* What the task requires *
The records that follow are to be reproduced exactly. Any pictures in them are left out.

Saved entries

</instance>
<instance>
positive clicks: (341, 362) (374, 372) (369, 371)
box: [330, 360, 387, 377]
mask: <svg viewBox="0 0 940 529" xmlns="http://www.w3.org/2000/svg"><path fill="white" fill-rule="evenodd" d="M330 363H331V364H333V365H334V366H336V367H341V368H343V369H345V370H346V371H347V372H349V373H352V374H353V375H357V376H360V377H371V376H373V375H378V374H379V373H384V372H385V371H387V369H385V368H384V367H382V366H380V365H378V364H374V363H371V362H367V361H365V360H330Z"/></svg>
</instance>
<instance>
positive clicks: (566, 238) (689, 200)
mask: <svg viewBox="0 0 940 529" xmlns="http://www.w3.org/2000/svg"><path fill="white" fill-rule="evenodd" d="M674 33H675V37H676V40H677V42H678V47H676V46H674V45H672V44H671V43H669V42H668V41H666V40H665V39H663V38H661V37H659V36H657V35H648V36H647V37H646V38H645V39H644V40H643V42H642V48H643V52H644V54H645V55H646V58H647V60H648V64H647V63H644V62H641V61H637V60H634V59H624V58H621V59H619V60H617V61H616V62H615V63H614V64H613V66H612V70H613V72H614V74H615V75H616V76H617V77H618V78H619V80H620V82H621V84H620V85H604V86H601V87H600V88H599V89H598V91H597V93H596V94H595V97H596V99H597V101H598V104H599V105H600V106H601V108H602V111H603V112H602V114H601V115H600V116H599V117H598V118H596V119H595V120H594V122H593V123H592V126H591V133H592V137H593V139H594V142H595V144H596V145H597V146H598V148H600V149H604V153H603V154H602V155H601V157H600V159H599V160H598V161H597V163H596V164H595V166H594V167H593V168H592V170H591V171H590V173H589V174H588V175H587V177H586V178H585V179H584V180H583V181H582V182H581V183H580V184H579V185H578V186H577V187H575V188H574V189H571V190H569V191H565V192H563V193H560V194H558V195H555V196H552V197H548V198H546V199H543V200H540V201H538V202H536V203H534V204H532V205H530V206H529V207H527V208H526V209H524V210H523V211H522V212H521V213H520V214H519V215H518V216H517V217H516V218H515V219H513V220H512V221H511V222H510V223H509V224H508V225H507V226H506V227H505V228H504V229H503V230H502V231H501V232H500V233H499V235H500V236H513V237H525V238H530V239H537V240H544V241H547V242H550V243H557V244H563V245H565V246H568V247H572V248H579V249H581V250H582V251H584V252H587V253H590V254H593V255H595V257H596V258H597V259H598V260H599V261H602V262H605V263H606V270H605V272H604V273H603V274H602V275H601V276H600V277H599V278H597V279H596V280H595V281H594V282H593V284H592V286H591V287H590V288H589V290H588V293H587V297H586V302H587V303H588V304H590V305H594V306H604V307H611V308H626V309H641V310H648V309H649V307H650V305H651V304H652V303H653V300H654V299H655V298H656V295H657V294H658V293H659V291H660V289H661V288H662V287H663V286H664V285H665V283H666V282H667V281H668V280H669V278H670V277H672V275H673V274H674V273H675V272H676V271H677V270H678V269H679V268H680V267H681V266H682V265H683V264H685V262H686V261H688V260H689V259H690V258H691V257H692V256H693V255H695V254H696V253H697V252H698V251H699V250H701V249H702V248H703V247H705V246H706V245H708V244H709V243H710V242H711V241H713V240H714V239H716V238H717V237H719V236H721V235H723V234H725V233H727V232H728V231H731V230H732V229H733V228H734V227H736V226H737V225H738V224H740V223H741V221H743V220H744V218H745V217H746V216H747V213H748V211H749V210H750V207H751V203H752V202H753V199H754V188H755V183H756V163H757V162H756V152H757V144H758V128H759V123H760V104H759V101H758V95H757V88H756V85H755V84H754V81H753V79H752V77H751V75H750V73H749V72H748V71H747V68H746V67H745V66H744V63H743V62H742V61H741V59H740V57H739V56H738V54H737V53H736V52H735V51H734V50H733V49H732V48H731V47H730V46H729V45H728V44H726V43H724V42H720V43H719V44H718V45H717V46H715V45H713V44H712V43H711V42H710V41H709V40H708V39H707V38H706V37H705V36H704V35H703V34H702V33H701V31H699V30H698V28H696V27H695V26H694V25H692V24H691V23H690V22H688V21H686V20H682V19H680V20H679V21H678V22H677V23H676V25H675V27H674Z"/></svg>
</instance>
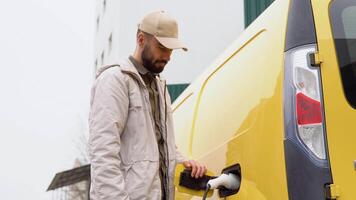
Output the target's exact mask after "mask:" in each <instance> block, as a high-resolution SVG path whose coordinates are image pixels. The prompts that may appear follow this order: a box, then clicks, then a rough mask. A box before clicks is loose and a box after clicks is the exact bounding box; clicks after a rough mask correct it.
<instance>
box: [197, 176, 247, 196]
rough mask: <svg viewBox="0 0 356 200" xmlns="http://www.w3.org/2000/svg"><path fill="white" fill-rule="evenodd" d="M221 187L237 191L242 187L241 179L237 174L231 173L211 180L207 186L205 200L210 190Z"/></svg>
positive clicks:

* Response *
</instance>
<instance>
positive clicks: (341, 362) (374, 372) (369, 371)
box: [330, 360, 387, 377]
mask: <svg viewBox="0 0 940 529" xmlns="http://www.w3.org/2000/svg"><path fill="white" fill-rule="evenodd" d="M330 363H331V364H333V365H334V366H336V367H341V368H343V369H345V370H346V371H347V372H349V373H352V374H353V375H357V376H360V377H371V376H373V375H378V374H379V373H384V372H385V371H387V369H385V368H384V367H382V366H380V365H378V364H374V363H371V362H367V361H365V360H330Z"/></svg>
</instance>
<instance>
positive clicks: (566, 238) (689, 200)
mask: <svg viewBox="0 0 940 529" xmlns="http://www.w3.org/2000/svg"><path fill="white" fill-rule="evenodd" d="M674 33H675V37H676V40H677V42H678V47H676V46H674V45H672V44H671V43H669V42H668V41H666V40H665V39H663V38H661V37H659V36H657V35H648V36H647V37H646V38H645V39H644V40H643V42H642V48H643V52H644V54H645V55H646V58H647V60H648V64H647V63H644V62H641V61H637V60H634V59H624V58H621V59H619V60H617V61H616V62H615V63H614V64H613V66H612V70H613V72H614V74H615V75H616V76H617V77H618V78H619V80H620V82H621V84H620V85H604V86H601V87H600V88H599V89H598V91H597V93H596V94H595V97H596V99H597V101H598V104H599V105H600V106H601V108H602V111H603V112H602V114H601V115H600V116H599V117H598V118H596V119H595V120H594V122H593V123H592V126H591V133H592V137H593V139H594V142H595V144H596V145H597V146H598V148H600V149H604V153H603V154H602V155H601V157H600V159H599V160H598V161H597V163H596V164H595V166H594V167H593V168H592V170H591V171H590V173H589V174H588V175H587V177H586V178H585V179H584V180H583V181H582V182H581V183H580V184H579V185H578V186H577V187H575V188H574V189H571V190H569V191H565V192H563V193H560V194H558V195H555V196H552V197H548V198H546V199H543V200H540V201H538V202H536V203H534V204H532V205H530V206H529V207H527V208H526V209H524V210H523V211H522V212H521V213H520V214H519V215H518V216H517V217H516V218H515V219H513V220H512V221H511V222H510V223H509V224H508V225H507V226H506V227H505V228H504V229H503V230H502V231H501V232H500V233H499V235H500V236H513V237H525V238H530V239H537V240H544V241H547V242H550V243H557V244H563V245H565V246H568V247H572V248H579V249H581V250H582V251H584V252H587V253H590V254H593V255H595V257H596V258H597V259H598V260H599V261H602V262H605V263H606V270H605V272H604V273H603V274H602V275H601V276H600V277H599V278H597V279H596V280H595V281H594V282H593V284H592V286H591V287H590V288H589V290H588V293H587V297H586V302H587V303H588V304H590V305H594V306H604V307H611V308H626V309H641V310H648V309H649V307H650V305H651V304H652V303H653V300H654V299H655V298H656V295H657V294H658V293H659V291H660V289H661V288H662V287H663V286H664V285H665V283H666V282H667V281H668V280H669V278H670V277H672V275H673V274H674V273H675V272H676V271H677V270H678V269H679V268H680V267H681V266H682V265H683V264H685V262H686V261H688V260H689V259H690V258H691V257H692V256H693V255H695V254H696V253H697V252H698V251H699V250H701V249H702V248H703V247H705V246H706V245H708V244H709V243H710V242H711V241H713V240H714V239H716V238H717V237H719V236H721V235H723V234H725V233H727V232H728V231H731V230H732V229H733V228H734V227H736V226H737V225H738V224H740V223H741V221H743V220H744V218H745V217H746V216H747V213H748V211H749V210H750V207H751V203H752V202H753V199H754V188H755V183H756V163H757V162H756V152H757V144H758V128H759V123H760V104H759V101H758V95H757V88H756V85H755V84H754V81H753V79H752V77H751V75H750V73H749V72H748V71H747V68H746V67H745V66H744V63H743V62H742V61H741V59H740V57H739V56H738V54H737V53H736V52H735V51H734V50H733V49H732V48H731V47H730V46H729V45H728V44H726V43H724V42H720V43H719V44H718V45H717V46H715V45H713V44H712V43H711V42H710V41H709V40H708V39H707V38H706V37H705V36H704V35H703V34H702V33H701V31H699V30H698V28H696V27H695V26H694V25H692V24H691V23H690V22H688V21H686V20H682V19H680V20H679V21H678V22H677V23H676V25H675V27H674Z"/></svg>
</instance>
Output the target's exact mask after "mask:" in each <instance> block, as a high-resolution SVG path whose coordinates are image pixels. The prompts that may appear follow this order: a box, then clicks, then a rough mask. A box before clicks is loose and a box after clicks is the exact bounding box; clicks after a rough mask correct it.
<instance>
box: [197, 176, 247, 196]
rough mask: <svg viewBox="0 0 356 200" xmlns="http://www.w3.org/2000/svg"><path fill="white" fill-rule="evenodd" d="M221 187L237 191L242 187L241 179L237 174L231 173L211 180L207 186L205 200L210 190Z"/></svg>
positive clicks:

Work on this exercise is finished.